We thank the reviewer for these points.

Regarding the criticism about empirical evidence on feature learning, we would kindly point the reviewer towards the following figures, which, we believe, provide ample evidence for feature learning:

a. We show in Figure 2 the effect of feature learning across a large sweep of $\gamma$ values, from lazy networks (in the NTK regime) $\gamma = 1e-5$ to “ultra rich” networks $\gamma = 1e5$ . Note that the effect of feature learning is present across all the $\gamma > 1$ values since they are able to train much faster than their lazy counterparts.

b. Following, in Figure 3, we show that for lazy networks (in the NTK regime), the Hessian eigenvalues do not evolve from initialization (Figure 3c), whereas in the rich and ultra-rich settings we observe a large deviation from the initialization after training (Figure 3d)

c. Furthermore, In Figure 4b and Figure 5b, we plot the kernel alignment. Note that the lazy networks do not exhibit kernel alignment in the small training step regime, whereas large gamma networks consistently have much larger alignment

d. Finally, we show the correlation of the logits between pairs of networks that are both lazy, both rich, and lazy and rich respectively. Note that between networks with similar levels of “richness” there is a high correlation between the logits, whereas between lazy and rich networks the correlation is very low.

We have thus added Figure 45 illustrating substantial weight movement in the rich, feature-learning regime, and very small weight movement in the lazy limit.

_Records supplied_.
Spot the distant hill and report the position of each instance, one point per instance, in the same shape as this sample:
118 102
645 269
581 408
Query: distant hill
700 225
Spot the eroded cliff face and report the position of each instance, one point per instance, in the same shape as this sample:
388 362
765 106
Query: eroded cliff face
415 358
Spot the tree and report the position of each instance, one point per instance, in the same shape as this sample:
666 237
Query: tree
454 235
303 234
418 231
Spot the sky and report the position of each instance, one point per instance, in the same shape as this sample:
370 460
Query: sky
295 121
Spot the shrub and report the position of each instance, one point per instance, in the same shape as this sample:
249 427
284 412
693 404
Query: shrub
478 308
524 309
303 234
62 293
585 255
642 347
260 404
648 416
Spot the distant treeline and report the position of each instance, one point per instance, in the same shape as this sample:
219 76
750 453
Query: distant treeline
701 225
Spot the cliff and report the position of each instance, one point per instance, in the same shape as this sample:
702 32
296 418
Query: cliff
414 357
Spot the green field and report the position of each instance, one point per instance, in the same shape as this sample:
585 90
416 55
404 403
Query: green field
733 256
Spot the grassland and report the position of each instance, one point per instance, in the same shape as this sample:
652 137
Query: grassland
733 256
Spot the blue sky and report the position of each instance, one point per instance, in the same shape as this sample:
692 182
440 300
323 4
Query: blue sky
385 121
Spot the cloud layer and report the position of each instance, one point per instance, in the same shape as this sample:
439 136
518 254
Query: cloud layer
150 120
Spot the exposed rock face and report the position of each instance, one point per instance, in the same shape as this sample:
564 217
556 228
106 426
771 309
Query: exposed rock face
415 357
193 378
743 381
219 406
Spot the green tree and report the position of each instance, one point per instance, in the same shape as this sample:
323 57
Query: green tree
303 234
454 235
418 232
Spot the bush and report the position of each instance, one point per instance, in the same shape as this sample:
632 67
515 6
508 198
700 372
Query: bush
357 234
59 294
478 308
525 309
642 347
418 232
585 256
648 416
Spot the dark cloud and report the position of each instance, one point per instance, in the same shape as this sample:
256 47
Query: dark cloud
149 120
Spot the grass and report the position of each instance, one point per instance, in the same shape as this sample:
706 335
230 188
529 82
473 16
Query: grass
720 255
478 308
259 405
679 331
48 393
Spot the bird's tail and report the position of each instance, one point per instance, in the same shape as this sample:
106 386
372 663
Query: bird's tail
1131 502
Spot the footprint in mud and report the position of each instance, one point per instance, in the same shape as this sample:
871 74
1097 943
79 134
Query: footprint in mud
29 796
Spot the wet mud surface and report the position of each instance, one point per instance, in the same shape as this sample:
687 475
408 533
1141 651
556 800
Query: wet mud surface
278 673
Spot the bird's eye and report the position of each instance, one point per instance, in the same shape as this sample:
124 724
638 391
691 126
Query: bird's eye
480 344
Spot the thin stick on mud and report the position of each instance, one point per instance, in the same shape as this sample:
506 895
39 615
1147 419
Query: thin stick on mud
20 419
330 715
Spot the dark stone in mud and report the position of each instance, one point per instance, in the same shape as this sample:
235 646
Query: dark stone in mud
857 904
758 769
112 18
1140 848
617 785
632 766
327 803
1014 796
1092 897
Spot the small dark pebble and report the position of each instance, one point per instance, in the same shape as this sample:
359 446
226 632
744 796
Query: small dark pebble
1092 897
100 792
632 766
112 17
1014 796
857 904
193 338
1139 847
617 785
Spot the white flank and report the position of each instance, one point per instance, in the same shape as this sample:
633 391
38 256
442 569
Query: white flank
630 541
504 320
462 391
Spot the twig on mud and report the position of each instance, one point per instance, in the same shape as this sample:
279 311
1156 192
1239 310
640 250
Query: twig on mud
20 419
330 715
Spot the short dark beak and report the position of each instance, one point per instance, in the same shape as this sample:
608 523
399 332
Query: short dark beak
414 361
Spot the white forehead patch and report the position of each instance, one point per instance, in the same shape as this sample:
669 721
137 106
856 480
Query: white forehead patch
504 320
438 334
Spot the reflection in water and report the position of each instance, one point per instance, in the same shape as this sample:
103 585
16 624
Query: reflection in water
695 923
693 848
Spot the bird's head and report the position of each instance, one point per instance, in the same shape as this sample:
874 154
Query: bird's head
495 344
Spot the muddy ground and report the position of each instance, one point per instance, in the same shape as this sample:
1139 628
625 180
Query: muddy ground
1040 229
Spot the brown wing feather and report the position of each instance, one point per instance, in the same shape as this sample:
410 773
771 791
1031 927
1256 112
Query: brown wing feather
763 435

_Set exercise_. Please copy the reply on feature learning above in full, word for word.

_Solution for this exercise_.
We thank the reviewer for these points.

Regarding the criticism about empirical evidence on feature learning, we would kindly point the reviewer towards the following figures, which, we believe, provide ample evidence for feature learning:

a. We show in Figure 2 the effect of feature learning across a large sweep of $\gamma$ values, from lazy networks (in the NTK regime) $\gamma = 1e-5$ to “ultra rich” networks $\gamma = 1e5$ . Note that the effect of feature learning is present across all the $\gamma > 1$ values since they are able to train much faster than their lazy counterparts.

b. Following, in Figure 3, we show that for lazy networks (in the NTK regime), the Hessian eigenvalues do not evolve from initialization (Figure 3c), whereas in the rich and ultra-rich settings we observe a large deviation from the initialization after training (Figure 3d)

c. Furthermore, In Figure 4b and Figure 5b, we plot the kernel alignment. Note that the lazy networks do not exhibit kernel alignment in the small training step regime, whereas large gamma networks consistently have much larger alignment

d. Finally, we show the correlation of the logits between pairs of networks that are both lazy, both rich, and lazy and rich respectively. Note that between networks with similar levels of “richness” there is a high correlation between the logits, whereas between lazy and rich networks the correlation is very low.

We have thus added Figure 45 illustrating substantial weight movement in the rich, feature-learning regime, and very small weight movement in the lazy limit.